Every line containing "background" should be identified and copied from the data below.

(Items listed in a dataset)
--------------------

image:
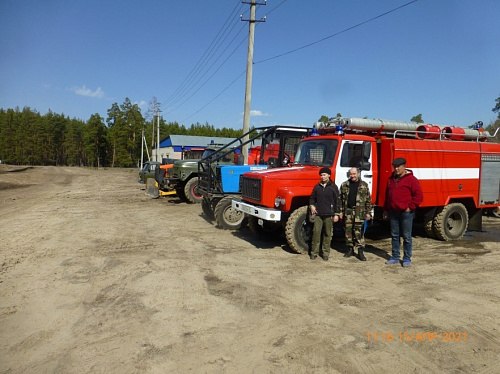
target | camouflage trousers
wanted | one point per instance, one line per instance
(353, 230)
(322, 235)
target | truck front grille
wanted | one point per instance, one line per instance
(251, 188)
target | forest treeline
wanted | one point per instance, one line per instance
(29, 138)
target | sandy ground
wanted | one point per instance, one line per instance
(95, 277)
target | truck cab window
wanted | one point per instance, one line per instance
(352, 155)
(319, 152)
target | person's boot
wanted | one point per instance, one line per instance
(361, 255)
(350, 252)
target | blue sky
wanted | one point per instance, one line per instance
(440, 58)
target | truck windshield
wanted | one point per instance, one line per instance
(320, 152)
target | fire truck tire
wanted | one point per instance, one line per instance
(429, 227)
(190, 191)
(451, 222)
(298, 230)
(179, 191)
(226, 217)
(496, 212)
(206, 207)
(267, 230)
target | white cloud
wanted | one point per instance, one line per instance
(84, 91)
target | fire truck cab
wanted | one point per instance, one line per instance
(458, 170)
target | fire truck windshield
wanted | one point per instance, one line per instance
(316, 151)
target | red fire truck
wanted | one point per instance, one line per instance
(458, 170)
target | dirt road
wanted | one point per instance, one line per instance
(97, 278)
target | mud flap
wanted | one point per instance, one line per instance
(152, 188)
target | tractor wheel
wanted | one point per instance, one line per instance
(191, 191)
(429, 227)
(226, 216)
(451, 222)
(298, 230)
(206, 206)
(267, 230)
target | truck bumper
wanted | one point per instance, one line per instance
(266, 214)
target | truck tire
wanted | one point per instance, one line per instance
(496, 212)
(226, 216)
(206, 207)
(298, 230)
(451, 222)
(190, 191)
(429, 227)
(267, 230)
(179, 191)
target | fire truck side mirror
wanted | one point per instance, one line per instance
(364, 165)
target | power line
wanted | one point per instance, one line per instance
(206, 55)
(337, 33)
(296, 49)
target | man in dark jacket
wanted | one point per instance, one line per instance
(403, 196)
(324, 207)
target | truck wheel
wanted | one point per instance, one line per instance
(298, 230)
(179, 191)
(451, 222)
(429, 227)
(226, 216)
(267, 230)
(190, 190)
(206, 207)
(496, 212)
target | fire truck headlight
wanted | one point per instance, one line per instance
(279, 201)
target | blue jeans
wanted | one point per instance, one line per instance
(401, 225)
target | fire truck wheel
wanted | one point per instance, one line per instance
(226, 217)
(451, 222)
(206, 207)
(179, 191)
(496, 212)
(429, 227)
(267, 230)
(191, 191)
(298, 230)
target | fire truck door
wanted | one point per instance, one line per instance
(354, 154)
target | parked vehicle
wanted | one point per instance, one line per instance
(458, 170)
(149, 169)
(183, 176)
(219, 183)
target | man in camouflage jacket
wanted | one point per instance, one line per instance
(355, 208)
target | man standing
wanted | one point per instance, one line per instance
(355, 207)
(323, 205)
(403, 196)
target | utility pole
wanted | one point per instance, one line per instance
(142, 146)
(158, 134)
(248, 86)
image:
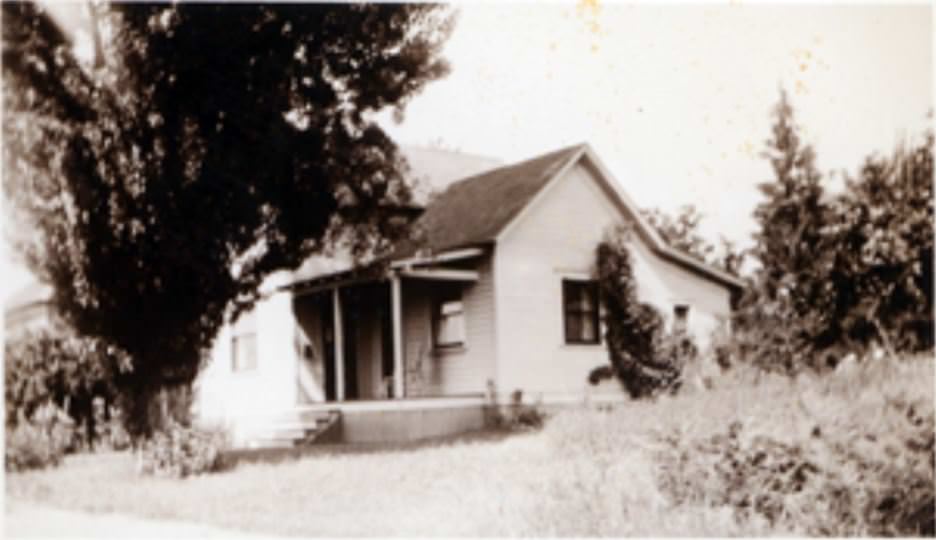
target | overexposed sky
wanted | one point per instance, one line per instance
(674, 98)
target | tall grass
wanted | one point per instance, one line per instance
(846, 454)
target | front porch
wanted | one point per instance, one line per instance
(377, 337)
(367, 421)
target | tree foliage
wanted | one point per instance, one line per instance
(681, 231)
(59, 368)
(204, 148)
(644, 357)
(839, 272)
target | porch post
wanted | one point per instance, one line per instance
(396, 314)
(339, 344)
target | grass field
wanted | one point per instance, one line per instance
(729, 461)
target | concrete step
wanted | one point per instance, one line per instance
(288, 431)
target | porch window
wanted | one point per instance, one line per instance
(580, 311)
(244, 352)
(449, 320)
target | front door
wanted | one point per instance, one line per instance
(328, 347)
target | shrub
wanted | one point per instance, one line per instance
(39, 442)
(180, 451)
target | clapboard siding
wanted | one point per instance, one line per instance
(449, 372)
(225, 396)
(555, 238)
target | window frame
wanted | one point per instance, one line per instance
(238, 364)
(590, 286)
(442, 297)
(681, 318)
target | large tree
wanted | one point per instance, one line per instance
(203, 148)
(839, 272)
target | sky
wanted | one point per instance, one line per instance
(675, 98)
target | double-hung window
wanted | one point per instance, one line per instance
(244, 344)
(581, 311)
(449, 319)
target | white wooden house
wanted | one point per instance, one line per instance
(498, 299)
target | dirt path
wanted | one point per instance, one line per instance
(28, 520)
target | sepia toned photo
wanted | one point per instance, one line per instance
(501, 269)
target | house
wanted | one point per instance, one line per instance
(497, 302)
(29, 309)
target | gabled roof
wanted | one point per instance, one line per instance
(478, 210)
(475, 210)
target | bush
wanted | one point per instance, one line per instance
(179, 451)
(39, 442)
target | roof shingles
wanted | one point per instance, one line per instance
(475, 210)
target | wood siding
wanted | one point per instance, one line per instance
(555, 238)
(226, 397)
(457, 371)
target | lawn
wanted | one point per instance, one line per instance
(644, 469)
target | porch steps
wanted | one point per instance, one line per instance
(296, 429)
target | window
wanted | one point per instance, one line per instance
(449, 320)
(244, 352)
(680, 318)
(244, 344)
(580, 308)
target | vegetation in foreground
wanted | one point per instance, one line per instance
(850, 453)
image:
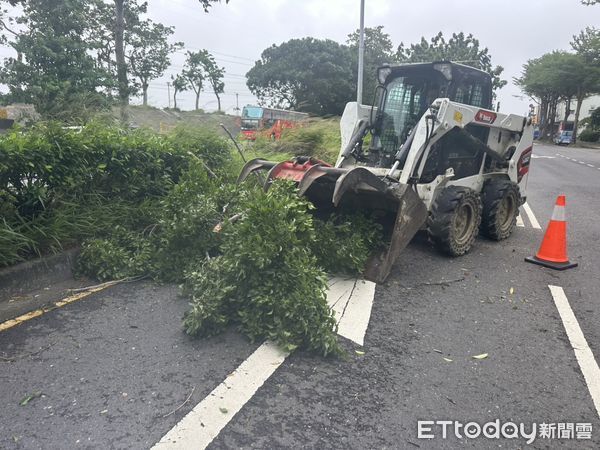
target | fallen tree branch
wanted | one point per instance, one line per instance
(182, 405)
(25, 355)
(437, 283)
(109, 283)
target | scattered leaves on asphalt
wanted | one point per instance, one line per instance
(29, 397)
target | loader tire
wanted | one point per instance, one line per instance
(454, 220)
(501, 199)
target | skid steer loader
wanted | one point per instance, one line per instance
(439, 158)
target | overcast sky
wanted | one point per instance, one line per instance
(237, 33)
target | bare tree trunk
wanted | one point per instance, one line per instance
(543, 118)
(120, 56)
(567, 109)
(145, 94)
(580, 98)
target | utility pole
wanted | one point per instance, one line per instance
(361, 53)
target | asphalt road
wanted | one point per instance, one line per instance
(112, 370)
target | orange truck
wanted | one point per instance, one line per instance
(269, 122)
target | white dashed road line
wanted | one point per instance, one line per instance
(534, 223)
(577, 161)
(520, 222)
(351, 301)
(583, 353)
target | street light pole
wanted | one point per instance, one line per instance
(361, 53)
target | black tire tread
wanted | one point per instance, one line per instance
(440, 219)
(493, 192)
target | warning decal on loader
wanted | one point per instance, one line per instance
(485, 116)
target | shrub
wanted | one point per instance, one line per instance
(49, 173)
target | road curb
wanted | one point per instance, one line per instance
(36, 274)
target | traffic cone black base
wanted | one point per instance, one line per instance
(550, 264)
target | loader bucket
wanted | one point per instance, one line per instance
(356, 188)
(411, 216)
(411, 213)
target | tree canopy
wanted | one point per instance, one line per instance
(54, 69)
(378, 50)
(147, 52)
(460, 48)
(310, 75)
(557, 76)
(213, 74)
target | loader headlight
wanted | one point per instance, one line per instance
(445, 69)
(383, 72)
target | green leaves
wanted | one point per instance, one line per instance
(267, 280)
(308, 74)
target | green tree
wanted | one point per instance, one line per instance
(54, 68)
(306, 74)
(558, 76)
(213, 74)
(207, 3)
(193, 72)
(378, 50)
(459, 48)
(180, 84)
(148, 51)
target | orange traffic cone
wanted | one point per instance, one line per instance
(553, 251)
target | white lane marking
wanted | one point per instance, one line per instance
(354, 313)
(534, 223)
(520, 222)
(351, 301)
(204, 423)
(583, 353)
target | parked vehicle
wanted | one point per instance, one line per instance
(438, 157)
(268, 122)
(563, 138)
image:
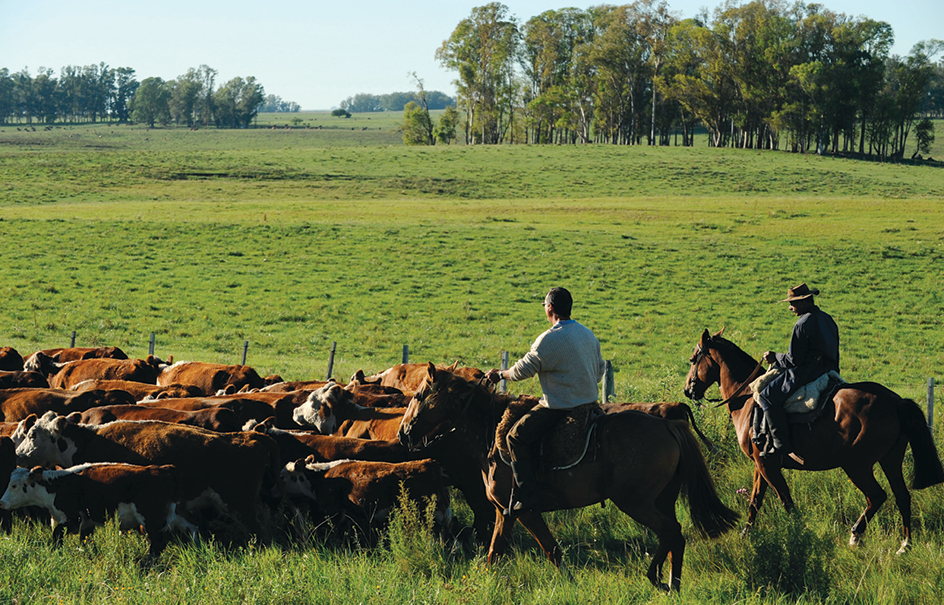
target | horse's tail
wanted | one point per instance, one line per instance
(709, 513)
(927, 470)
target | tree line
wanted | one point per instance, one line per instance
(96, 93)
(395, 101)
(763, 75)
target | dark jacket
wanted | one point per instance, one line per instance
(814, 351)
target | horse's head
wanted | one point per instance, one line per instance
(704, 370)
(433, 408)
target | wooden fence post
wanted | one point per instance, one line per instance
(608, 382)
(334, 347)
(931, 405)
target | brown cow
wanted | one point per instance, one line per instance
(141, 390)
(248, 412)
(137, 370)
(367, 492)
(224, 469)
(326, 448)
(17, 404)
(211, 378)
(331, 410)
(10, 360)
(81, 497)
(40, 360)
(219, 419)
(409, 376)
(20, 379)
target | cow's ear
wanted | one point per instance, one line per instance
(59, 424)
(29, 421)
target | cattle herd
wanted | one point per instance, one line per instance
(194, 450)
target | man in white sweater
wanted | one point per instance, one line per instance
(569, 364)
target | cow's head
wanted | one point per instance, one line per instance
(26, 488)
(318, 410)
(42, 363)
(44, 444)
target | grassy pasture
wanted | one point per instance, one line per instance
(295, 242)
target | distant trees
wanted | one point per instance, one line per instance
(95, 93)
(761, 75)
(395, 101)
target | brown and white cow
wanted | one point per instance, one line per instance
(140, 390)
(17, 404)
(137, 370)
(82, 497)
(20, 379)
(294, 445)
(211, 377)
(223, 470)
(40, 360)
(10, 360)
(331, 410)
(217, 419)
(367, 492)
(7, 465)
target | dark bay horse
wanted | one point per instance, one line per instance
(641, 463)
(864, 423)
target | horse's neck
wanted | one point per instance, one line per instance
(736, 368)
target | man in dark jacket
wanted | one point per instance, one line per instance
(814, 351)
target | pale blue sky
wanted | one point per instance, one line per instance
(315, 53)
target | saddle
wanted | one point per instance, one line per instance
(563, 446)
(806, 403)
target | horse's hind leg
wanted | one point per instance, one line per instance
(660, 518)
(891, 466)
(863, 478)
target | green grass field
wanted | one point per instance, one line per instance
(296, 238)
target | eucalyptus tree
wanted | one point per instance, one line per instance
(151, 102)
(550, 58)
(482, 50)
(125, 86)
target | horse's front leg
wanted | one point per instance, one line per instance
(500, 536)
(534, 523)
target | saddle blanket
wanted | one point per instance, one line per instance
(806, 398)
(564, 445)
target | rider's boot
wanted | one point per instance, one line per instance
(780, 432)
(524, 496)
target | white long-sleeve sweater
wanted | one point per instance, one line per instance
(568, 363)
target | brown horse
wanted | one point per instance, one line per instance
(864, 423)
(640, 462)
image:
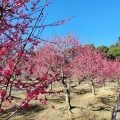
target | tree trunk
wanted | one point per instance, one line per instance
(50, 86)
(67, 99)
(104, 86)
(93, 89)
(67, 96)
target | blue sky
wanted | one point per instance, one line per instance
(96, 21)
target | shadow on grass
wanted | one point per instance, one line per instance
(31, 111)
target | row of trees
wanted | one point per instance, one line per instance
(111, 52)
(23, 67)
(21, 25)
(66, 59)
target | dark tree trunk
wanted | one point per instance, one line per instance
(67, 96)
(51, 87)
(93, 89)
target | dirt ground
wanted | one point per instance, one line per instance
(85, 105)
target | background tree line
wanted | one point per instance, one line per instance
(111, 52)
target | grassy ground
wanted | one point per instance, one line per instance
(85, 105)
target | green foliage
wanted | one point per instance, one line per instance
(114, 52)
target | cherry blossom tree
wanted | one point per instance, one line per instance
(52, 59)
(21, 25)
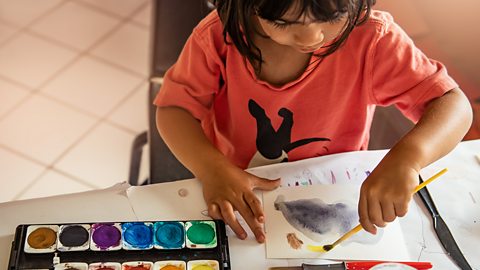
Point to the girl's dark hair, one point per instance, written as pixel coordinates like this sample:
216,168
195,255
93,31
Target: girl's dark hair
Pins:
236,14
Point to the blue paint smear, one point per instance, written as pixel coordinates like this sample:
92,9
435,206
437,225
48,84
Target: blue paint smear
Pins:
138,235
169,235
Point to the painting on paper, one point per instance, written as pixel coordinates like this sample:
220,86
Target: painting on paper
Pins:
319,215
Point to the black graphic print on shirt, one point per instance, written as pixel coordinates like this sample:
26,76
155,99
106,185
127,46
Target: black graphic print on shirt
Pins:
273,145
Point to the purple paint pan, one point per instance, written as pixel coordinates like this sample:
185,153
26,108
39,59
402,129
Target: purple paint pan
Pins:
106,237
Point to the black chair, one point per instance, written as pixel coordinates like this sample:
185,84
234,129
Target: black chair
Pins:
173,22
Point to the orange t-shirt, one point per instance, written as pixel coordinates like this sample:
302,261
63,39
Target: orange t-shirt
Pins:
327,110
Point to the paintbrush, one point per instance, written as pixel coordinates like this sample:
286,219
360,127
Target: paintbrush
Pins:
357,228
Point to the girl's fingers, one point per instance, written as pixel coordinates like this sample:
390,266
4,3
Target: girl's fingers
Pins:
375,214
388,211
363,214
255,206
214,211
231,220
401,209
252,222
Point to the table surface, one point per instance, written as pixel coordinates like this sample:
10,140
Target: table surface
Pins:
456,198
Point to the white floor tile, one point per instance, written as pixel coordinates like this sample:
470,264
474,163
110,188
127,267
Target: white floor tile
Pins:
101,159
144,17
6,32
120,8
43,129
133,114
16,174
127,47
75,25
51,184
31,61
92,85
22,12
10,95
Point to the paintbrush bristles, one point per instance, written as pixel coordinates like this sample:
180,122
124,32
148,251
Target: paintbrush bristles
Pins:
422,185
353,231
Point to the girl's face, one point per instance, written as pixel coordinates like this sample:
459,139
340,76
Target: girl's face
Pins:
303,34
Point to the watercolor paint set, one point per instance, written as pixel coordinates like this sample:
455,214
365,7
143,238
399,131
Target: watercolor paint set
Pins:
146,245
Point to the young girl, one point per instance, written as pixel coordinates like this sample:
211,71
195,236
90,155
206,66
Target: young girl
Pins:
265,81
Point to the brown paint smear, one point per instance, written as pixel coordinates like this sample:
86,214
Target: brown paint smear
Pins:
42,238
293,241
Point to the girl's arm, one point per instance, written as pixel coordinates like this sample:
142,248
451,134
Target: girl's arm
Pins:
225,186
385,194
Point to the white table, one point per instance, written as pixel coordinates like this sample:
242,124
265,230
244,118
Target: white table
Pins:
457,198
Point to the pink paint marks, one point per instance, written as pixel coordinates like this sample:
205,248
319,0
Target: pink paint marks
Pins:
334,179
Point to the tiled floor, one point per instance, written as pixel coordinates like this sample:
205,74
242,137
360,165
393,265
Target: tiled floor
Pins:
73,93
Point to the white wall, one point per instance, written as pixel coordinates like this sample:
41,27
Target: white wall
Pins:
445,30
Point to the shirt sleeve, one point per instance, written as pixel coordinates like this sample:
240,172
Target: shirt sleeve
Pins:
402,75
192,82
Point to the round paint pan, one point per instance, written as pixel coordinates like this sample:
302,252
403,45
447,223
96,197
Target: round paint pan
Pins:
105,266
137,266
71,266
203,265
200,234
170,265
73,237
105,237
169,235
137,235
41,239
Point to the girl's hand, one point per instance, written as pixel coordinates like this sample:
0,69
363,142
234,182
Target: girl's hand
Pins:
228,189
385,195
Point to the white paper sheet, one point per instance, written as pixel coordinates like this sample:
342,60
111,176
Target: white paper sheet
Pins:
316,215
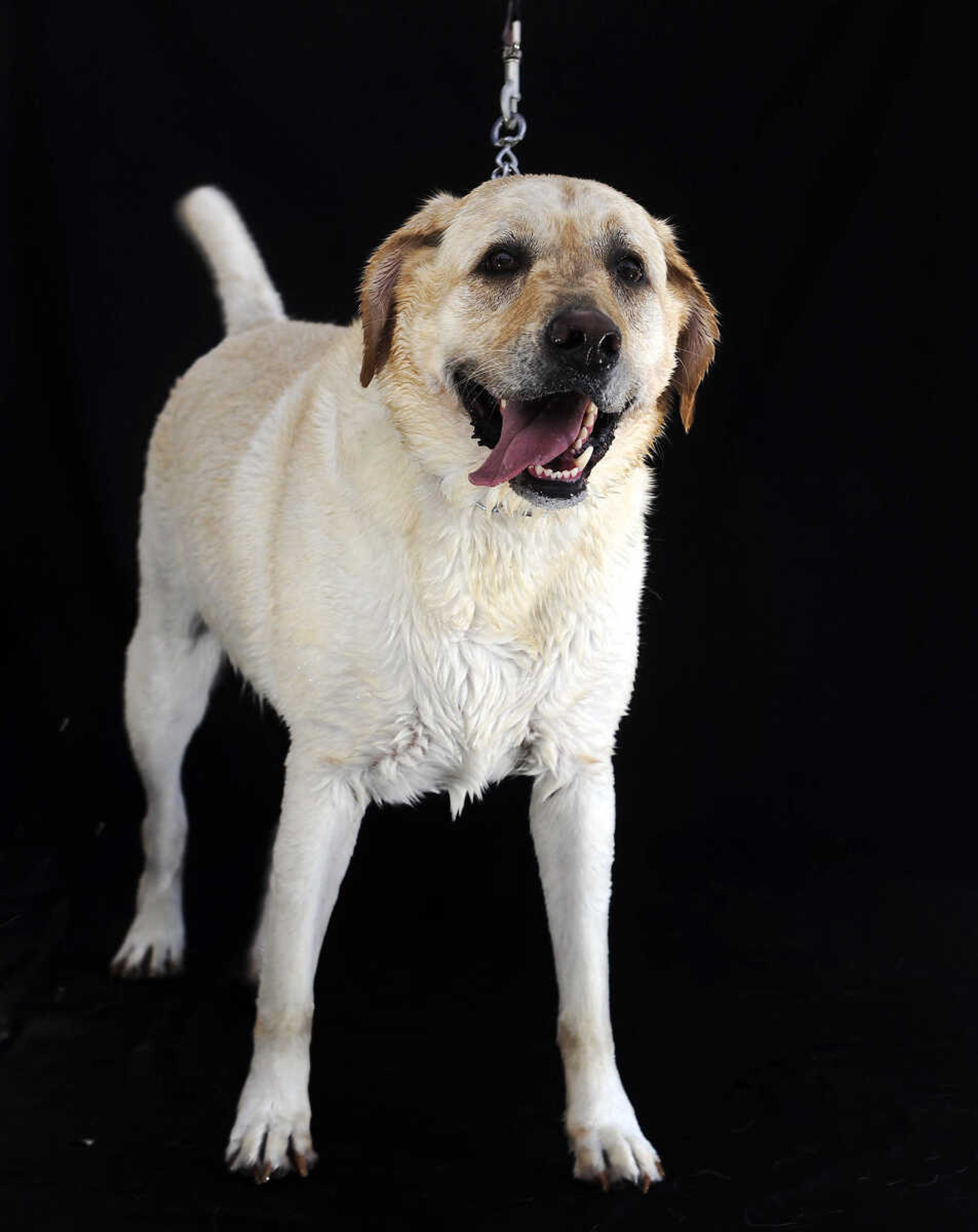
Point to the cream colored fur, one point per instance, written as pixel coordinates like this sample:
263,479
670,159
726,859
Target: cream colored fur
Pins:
417,634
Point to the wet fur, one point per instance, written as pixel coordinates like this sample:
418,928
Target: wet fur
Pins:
307,513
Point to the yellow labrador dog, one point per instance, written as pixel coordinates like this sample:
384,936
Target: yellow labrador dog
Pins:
422,538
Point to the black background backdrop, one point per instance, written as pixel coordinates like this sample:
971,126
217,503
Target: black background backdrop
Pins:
793,939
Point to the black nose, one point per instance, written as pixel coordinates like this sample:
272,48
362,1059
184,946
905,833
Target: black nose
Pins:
586,339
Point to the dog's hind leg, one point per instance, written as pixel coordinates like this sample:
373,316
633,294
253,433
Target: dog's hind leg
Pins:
170,666
317,832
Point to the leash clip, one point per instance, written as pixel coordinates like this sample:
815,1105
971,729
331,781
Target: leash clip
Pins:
510,129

--------------------

WRITTEN RESPONSE
target | background tree line
Point to the black background backdrop, one point per instance, written as pixel coordinates like this sample:
Target: black background backdrop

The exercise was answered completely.